[Entries for pointing at named objects]
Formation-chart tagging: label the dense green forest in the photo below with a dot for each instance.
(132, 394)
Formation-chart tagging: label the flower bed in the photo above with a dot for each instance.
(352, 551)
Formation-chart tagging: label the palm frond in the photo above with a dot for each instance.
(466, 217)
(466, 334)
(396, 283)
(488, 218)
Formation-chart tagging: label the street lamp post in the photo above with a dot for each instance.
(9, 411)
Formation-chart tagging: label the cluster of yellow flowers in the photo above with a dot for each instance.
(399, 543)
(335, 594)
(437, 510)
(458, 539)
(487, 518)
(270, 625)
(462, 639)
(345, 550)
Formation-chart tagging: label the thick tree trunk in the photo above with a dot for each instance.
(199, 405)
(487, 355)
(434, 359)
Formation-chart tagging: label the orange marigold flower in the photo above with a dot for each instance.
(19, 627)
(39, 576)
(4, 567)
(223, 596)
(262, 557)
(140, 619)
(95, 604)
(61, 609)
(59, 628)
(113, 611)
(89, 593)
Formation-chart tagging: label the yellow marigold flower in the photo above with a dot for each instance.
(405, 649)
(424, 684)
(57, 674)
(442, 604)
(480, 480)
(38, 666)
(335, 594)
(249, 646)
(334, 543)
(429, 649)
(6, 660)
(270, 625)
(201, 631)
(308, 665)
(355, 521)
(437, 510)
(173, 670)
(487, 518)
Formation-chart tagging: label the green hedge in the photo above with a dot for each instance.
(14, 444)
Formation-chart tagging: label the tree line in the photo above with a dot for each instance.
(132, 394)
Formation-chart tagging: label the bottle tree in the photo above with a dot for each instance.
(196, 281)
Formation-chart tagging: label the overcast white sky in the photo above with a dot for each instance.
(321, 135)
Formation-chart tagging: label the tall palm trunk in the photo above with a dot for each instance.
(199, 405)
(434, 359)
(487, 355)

* _Aim of the exercise_
Change every "dot" in these lines to "marker" and leave the rest as it is.

* _Reply_
Formation-chart tagging: label the dense green forest in the photo below with a marker for each instance.
(132, 394)
Formation-chart tagging: label the flower bed in the photo above with a marker for each instance.
(352, 551)
Formation-chart tagging: label the palm frond in the photo above with a marker for each instance.
(466, 217)
(466, 334)
(396, 283)
(488, 218)
Formation-chart tagging: label the street lamp post in the photo above with a marker for each instance.
(9, 411)
Formation-chart tagging: label the cluster of yellow flowers in the photo above with a marker for each instance.
(399, 543)
(335, 594)
(437, 510)
(458, 539)
(487, 518)
(270, 625)
(462, 639)
(345, 550)
Formation-chart tagging: label the thick tree trunk in the photo above with a marker for each instance.
(199, 405)
(487, 355)
(434, 359)
Formation-chart tagging: label the orange marigold flower in the photo above with a marker for each instance.
(19, 627)
(39, 576)
(4, 567)
(223, 596)
(262, 557)
(140, 619)
(95, 604)
(61, 609)
(59, 628)
(113, 611)
(89, 593)
Formation-chart tagging: label the yellow marigold flower in the photo above with a marker for each instance.
(405, 649)
(424, 684)
(57, 674)
(442, 604)
(480, 480)
(38, 666)
(335, 594)
(249, 646)
(334, 543)
(429, 649)
(6, 660)
(270, 625)
(201, 631)
(308, 665)
(355, 521)
(437, 510)
(173, 670)
(487, 518)
Formation-chart tagging: label the green hedge in the photo above with a marker for each instance.
(14, 444)
Formation-chart tagging: label the tree line in the photo above with a marker for each instance.
(132, 394)
Formation-chart tagging: label the bottle tree in the photo above with a marker for each instance.
(196, 281)
Formation-chart tagging: label the overcast white sky in the photo above with a marker for each instance.
(321, 135)
Formation-chart tagging: label the tall palm trunk in the photo above with a marker for each instance.
(199, 405)
(434, 359)
(487, 355)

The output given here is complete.